§ Required work: What is needed here is an exact printout of the data, with no pictures included.

[Point-per-instance localization data]
=-=-=

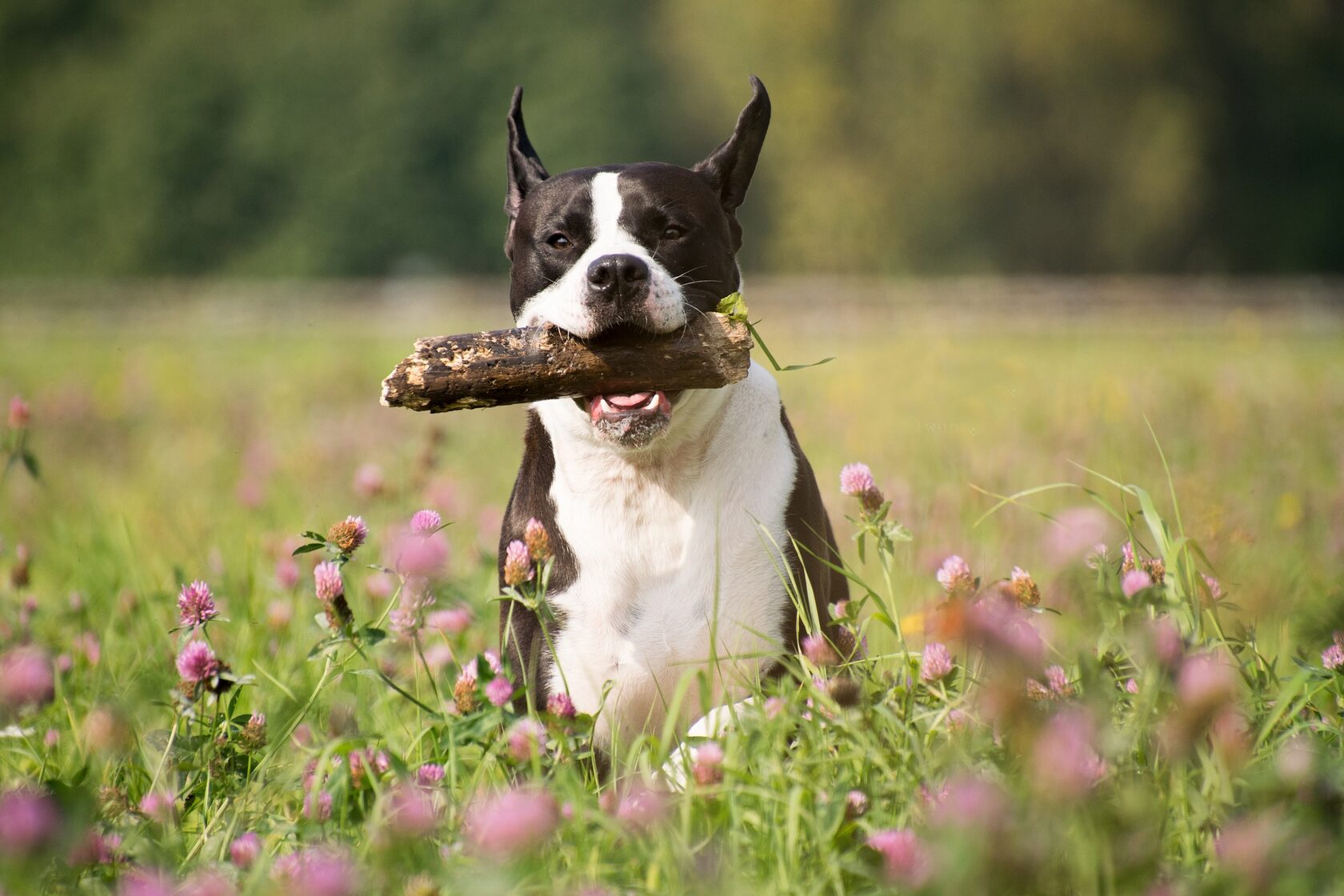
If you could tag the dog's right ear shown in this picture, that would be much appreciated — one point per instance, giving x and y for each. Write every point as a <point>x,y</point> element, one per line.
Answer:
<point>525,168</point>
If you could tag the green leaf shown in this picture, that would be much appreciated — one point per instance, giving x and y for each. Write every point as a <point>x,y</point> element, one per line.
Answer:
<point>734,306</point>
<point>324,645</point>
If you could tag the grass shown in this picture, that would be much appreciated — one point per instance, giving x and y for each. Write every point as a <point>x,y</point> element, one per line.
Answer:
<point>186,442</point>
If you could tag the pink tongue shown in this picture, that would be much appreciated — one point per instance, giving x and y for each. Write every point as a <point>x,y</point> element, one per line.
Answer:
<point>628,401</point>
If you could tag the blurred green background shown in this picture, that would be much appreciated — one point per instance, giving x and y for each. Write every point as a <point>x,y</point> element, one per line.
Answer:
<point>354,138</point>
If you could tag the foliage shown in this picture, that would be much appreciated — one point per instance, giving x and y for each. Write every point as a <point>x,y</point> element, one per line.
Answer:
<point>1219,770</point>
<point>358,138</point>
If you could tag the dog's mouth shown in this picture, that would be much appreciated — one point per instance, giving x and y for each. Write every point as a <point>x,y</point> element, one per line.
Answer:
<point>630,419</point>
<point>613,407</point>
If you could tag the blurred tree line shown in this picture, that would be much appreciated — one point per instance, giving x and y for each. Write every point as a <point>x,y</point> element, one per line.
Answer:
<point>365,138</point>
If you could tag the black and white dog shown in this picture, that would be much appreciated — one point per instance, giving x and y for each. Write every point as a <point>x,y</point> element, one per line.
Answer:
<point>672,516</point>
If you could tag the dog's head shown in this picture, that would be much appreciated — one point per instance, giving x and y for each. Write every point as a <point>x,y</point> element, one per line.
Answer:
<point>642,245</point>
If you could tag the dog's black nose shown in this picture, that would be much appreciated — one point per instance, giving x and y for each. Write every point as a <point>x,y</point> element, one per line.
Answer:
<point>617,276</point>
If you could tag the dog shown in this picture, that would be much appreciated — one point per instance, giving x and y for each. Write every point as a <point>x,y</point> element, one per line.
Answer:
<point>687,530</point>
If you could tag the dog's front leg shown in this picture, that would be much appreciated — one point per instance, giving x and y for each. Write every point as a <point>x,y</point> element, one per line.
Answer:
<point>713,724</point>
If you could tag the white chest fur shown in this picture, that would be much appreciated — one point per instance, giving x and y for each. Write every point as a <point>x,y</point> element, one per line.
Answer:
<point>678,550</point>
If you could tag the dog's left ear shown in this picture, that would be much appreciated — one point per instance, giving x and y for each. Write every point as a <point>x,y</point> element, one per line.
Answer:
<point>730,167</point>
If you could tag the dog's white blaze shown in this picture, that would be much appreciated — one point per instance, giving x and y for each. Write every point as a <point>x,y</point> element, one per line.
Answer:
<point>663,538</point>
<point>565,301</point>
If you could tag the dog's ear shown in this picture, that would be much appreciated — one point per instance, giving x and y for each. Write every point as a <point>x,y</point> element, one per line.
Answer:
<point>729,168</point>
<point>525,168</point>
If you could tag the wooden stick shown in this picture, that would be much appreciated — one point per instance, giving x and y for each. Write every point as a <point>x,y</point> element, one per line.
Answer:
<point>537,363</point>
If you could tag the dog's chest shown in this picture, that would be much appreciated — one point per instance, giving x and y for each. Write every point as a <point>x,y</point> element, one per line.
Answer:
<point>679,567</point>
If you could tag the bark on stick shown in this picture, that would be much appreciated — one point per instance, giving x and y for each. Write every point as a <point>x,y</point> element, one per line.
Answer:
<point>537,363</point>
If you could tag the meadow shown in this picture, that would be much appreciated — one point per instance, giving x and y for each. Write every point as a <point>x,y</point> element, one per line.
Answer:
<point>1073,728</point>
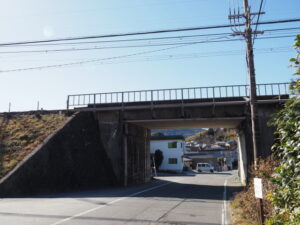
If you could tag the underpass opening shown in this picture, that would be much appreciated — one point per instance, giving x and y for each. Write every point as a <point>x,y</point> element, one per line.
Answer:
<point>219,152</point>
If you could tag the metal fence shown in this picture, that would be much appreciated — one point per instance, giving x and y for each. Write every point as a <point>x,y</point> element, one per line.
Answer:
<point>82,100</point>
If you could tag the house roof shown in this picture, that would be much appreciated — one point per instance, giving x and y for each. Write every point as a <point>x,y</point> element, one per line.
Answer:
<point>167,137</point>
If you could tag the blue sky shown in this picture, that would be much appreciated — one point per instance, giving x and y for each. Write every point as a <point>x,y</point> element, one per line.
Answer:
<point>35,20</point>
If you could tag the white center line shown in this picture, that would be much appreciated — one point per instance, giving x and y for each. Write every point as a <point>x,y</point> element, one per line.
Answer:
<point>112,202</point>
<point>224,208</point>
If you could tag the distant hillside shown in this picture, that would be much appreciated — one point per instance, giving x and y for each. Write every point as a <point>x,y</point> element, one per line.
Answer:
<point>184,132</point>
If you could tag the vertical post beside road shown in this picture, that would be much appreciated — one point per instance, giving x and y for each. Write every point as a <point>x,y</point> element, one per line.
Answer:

=-=-=

§ The completed task:
If you could tag the dog's right ear shown in this picture, that would be much appreciated — one point per instance, giving x and y for each. Write every point as a <point>x,y</point> element, one per line.
Answer:
<point>525,168</point>
If you could tag the green leaf shown in this picture, that would be much appreciated — one point per instance, giving x and y for each. Write every point as a <point>x,y</point> element, one per line.
Answer:
<point>734,306</point>
<point>324,645</point>
If you could tag the grass shown in this picture, that would be much appreciated — one point per instance, giving x and y for each. Write every point as a <point>x,y</point> element, one per line.
Answer:
<point>186,442</point>
If you could tag the pink tongue shown in this picture, that would be much appreciated — one point per instance, giving x and y for each. Write every point as a <point>x,y</point> element, one per line.
Answer:
<point>628,401</point>
If you could tag the blurred green background shown in this picture, that would be much appreciated — one point per instance, giving x and y for each. Write every point as a <point>x,y</point> element, one per line.
Answer:
<point>354,138</point>
If you could tag the foliage shown in this picture, that would be much appreciated — one point per instance, giving x and y for each. Write every point as a <point>x,y</point> element, one per line.
Answer:
<point>1219,770</point>
<point>358,138</point>
If you could tag the dog's mouth shown in this picture, that would be much appreciated — one point per instance, giving x and y for each. Write every point as a <point>x,y</point> element, one per line.
Answer:
<point>630,419</point>
<point>613,407</point>
If you could tag the blurred tree line shown in this picture, that would be much appreciated — one point per instance, giving x and y for each. Write every point as a <point>x,y</point> element, one per line.
Answer:
<point>365,138</point>
If you could tag the black and white dog shown in this picture, that would be much appreciated — one point per instance, giving x and y for each. Write every point as a <point>x,y</point> element, one per line.
Answer:
<point>672,516</point>
If you could tag the dog's head shown in this picture, that would be much appreciated — one point per instance, giving x and y for each. Write every point as a <point>x,y</point> element, one per line.
Answer:
<point>642,245</point>
If you could tag the dog's black nose shown in this picture, that would be much appreciated — one point per instance, giving x and y for each. Write every point as a <point>x,y</point> element, one per line.
Answer:
<point>617,276</point>
If you could tag the dog shown in this picture, that would be much appreciated — one point per instance, giving x and y for each. Write every point as a <point>x,y</point> element, one per line.
Answer:
<point>687,530</point>
If you could tag the dog's front leg shown in this picture, that would be much appreciated — one point per instance, giving x and y for each. Write every point as a <point>x,y</point> element, one per line.
Answer:
<point>713,724</point>
If you could tag the white chest fur shown in this picture, that would be much appreciated — one point per instance, giving x and y for each. Write every point as a <point>x,y</point> element, one per line.
Answer:
<point>678,550</point>
If you could tag the dog's left ear shown in this picture, that would be much appreciated — one point per instance, giving x and y for each. Write every point as a <point>x,y</point> element, one per line.
Answer:
<point>730,167</point>
If you could tag the dog's white blaze shown in this picture, that would be much appreciated — one point per instance, giving x and y for each. Write every point as a <point>x,y</point> element, one per line.
Answer:
<point>663,538</point>
<point>565,301</point>
If you could tag the dog's ear shown in this picture, that would be much appreciated — one point per instance, giving x and y for each. Write every point as a <point>x,y</point> element, one per line.
Answer:
<point>729,168</point>
<point>525,168</point>
If you could tag the wooden stick shown in this picture, that would be much appreciated — one point per instance, giving x and y for each. Write every point as a <point>x,y</point> element, one per line.
Answer:
<point>537,363</point>
If you could tag the dog's chest shown in this picture, that would be much appreciated — one point per instance, giving x and y for each. Write every point as a <point>x,y</point> element, one per line.
Answer:
<point>679,567</point>
If you could tag the bark on stick shown in this picture, that would be much appreciated — one point per instance, giving x and y for each. Write every point as a <point>x,y</point> element, one per line.
Answer:
<point>537,363</point>
If you could tag the meadow shown in this picture, that would be much appreciated — one point per instance, giving x and y for each. Write every point as a <point>x,y</point> element, one per line.
Answer:
<point>1073,728</point>
If you could tag the underpass opening shown in this picture, that would be much appreciated — one point per instance, giving x and y for each. Write every point as a <point>x,y</point> element, one per line.
Answer:
<point>219,152</point>
If you could tag the metal fence shown in this picture, that would be much appreciated — one point per instance, giving x and y for each. Write every point as a <point>x,y</point> element, one per line.
Answer:
<point>82,100</point>
If you could tag the house roof shown in this picture, that would be much appreciated — one point per instance, giving x and y for each. Write every point as a <point>x,y</point> element, one per line.
Answer:
<point>167,137</point>
If you could tag the blue sky shown in this picture, that would be much appreciated — one point per instance, giving x and y for each. Write every point as a <point>x,y</point> element, one per line.
Answer:
<point>35,20</point>
If you could tag the white center line shown in this picture, that would be much appreciated — one point per instance, giving x and y for each. Write every point as a <point>x,y</point> element, one per line.
Answer:
<point>112,202</point>
<point>224,208</point>
If you could tag the distant hillside shown in this picture, that would be much appreciated — one point per instance, giving x and y for each. Write every point as a <point>x,y</point> element, one per line.
Answer:
<point>184,132</point>
If you could tag the vertical post beside road shown in this picture, that would be much appreciated — one point per instance, giving x and y for each. Write every point as a <point>x,y</point> element, one per line.
Answer:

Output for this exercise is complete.